Work to complete |
Edit the entries below, replacing each "single marker" with "single dot" and keeping all other text unchanged.

Input material |

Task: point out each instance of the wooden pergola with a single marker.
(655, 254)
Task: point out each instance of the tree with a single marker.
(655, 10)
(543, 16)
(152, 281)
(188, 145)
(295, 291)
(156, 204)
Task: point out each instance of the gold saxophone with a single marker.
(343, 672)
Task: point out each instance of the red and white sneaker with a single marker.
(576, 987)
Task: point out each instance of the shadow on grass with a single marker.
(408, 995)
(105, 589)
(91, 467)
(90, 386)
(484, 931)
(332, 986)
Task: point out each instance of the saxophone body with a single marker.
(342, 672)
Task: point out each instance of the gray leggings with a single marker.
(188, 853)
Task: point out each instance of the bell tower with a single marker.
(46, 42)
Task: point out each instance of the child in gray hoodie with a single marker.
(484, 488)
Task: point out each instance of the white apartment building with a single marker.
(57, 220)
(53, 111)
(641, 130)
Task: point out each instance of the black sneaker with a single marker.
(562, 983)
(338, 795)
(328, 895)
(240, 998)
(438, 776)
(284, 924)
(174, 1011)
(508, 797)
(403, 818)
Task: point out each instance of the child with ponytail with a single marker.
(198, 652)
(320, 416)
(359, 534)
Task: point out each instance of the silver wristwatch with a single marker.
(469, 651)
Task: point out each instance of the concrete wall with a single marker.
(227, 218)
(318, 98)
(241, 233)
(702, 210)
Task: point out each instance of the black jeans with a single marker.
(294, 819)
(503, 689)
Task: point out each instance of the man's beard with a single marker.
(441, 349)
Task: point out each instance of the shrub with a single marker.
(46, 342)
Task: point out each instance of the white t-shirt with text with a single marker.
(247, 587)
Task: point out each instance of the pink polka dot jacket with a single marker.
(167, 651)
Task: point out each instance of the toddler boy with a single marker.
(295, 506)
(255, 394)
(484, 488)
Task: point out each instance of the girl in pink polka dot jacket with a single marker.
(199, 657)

Solution below |
Task: point out each instance of the wooden pergola with a single dot.
(655, 254)
Task: point out each instance of the tree with a single dot.
(655, 10)
(543, 16)
(152, 281)
(188, 145)
(295, 291)
(156, 204)
Task: point out each instance of the gold saxophone with a single dot.
(343, 672)
Task: point out each instance of the red and white sneaker with a single dot.
(576, 987)
Task: point out each instance of the shadow on grass with a single dot.
(408, 995)
(105, 589)
(91, 467)
(90, 386)
(484, 931)
(332, 986)
Task: point out each instance of the saxophone body with a single dot.
(342, 672)
Task: point out each instance of the gray leggings with a single dot.
(188, 853)
Task: point out each instance of the bell tower with a single dot.
(46, 42)
Task: point out each instance of the child in gray hoodie with a single dot.
(484, 488)
Task: point out each instance of the white apartment building with a single dot.
(57, 220)
(53, 111)
(641, 130)
Task: point out each instance of the black sneaker with a single dot.
(562, 983)
(338, 795)
(328, 895)
(240, 998)
(438, 776)
(284, 924)
(174, 1011)
(508, 797)
(403, 818)
Task: point out each instance of the child with ponytail with a single dot.
(198, 652)
(320, 416)
(359, 534)
Task: point out each instance of the silver wristwatch with a single dot.
(469, 651)
Task: point out each instance of the concrete wall with a single dot.
(227, 218)
(318, 98)
(241, 233)
(702, 210)
Task: point out each instance of the black jeans with a single dot.
(294, 819)
(503, 689)
Task: point out each instance of the man's beard with a single dot.
(441, 349)
Task: point out each instance of the shrub with a single dot.
(46, 342)
Task: point out each instance of the white t-shirt with text with a single dot.
(247, 587)
Task: point out each instance of the pink polka dot jacket with a single dot.
(167, 651)
Task: point out each instance of the toddler boy with a single dot.
(295, 506)
(255, 394)
(484, 488)
Task: point out each instance of the girl in pink polka dot jacket with a single dot.
(199, 657)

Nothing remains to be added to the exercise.